Your objective: Copy the lines of the listing below without any change, from the line with "paved road -> box" to the line with "(121, 95), (179, 103)", including both of those lines.
##########
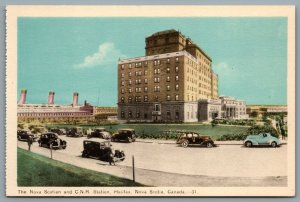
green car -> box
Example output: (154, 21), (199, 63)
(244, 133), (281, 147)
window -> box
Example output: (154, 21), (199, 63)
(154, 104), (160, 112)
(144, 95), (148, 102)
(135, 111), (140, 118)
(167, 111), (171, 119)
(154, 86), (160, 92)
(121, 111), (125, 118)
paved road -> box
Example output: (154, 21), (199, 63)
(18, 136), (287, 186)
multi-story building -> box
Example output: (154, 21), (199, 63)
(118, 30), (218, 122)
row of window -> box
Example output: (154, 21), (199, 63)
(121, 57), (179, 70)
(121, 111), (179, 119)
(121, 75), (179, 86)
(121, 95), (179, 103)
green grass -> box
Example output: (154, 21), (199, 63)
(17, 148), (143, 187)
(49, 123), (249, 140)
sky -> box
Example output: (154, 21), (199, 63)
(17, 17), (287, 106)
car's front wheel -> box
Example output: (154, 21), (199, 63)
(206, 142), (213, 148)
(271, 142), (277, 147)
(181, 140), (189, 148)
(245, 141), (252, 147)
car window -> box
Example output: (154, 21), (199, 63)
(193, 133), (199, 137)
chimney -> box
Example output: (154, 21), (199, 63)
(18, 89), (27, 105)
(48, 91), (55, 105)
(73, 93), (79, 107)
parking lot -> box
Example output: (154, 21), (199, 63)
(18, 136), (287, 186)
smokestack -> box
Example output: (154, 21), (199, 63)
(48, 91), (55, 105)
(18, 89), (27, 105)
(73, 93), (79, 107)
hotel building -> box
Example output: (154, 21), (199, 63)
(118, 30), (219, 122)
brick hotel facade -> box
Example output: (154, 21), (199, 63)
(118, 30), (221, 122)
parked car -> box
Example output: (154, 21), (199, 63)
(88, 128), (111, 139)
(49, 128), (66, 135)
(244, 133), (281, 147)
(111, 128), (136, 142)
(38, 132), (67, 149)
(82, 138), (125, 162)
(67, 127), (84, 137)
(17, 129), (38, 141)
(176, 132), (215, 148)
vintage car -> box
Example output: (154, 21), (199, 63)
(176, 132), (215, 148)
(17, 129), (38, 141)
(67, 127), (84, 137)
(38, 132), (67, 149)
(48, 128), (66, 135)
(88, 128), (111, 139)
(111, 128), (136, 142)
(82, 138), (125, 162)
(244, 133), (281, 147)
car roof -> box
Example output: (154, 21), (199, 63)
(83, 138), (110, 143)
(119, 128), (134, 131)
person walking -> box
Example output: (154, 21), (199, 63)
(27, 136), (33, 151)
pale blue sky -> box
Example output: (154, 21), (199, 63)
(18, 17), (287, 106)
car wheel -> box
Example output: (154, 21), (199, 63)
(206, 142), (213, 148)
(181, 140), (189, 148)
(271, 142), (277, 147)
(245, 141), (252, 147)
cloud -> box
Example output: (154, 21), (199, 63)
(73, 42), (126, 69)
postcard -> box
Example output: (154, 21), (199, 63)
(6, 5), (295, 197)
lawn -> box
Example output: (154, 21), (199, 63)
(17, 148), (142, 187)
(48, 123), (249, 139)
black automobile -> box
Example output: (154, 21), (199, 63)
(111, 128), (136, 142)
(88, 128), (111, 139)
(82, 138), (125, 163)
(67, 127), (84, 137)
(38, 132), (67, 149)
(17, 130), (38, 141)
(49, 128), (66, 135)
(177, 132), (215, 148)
##########
Complete answer:
paved road -> box
Example output: (154, 21), (199, 63)
(18, 136), (287, 186)
multi-story building -> box
Example output: (154, 21), (199, 63)
(118, 30), (218, 122)
row of window -> box
Example output: (154, 21), (199, 63)
(121, 57), (179, 70)
(121, 111), (179, 119)
(121, 75), (179, 86)
(121, 95), (179, 103)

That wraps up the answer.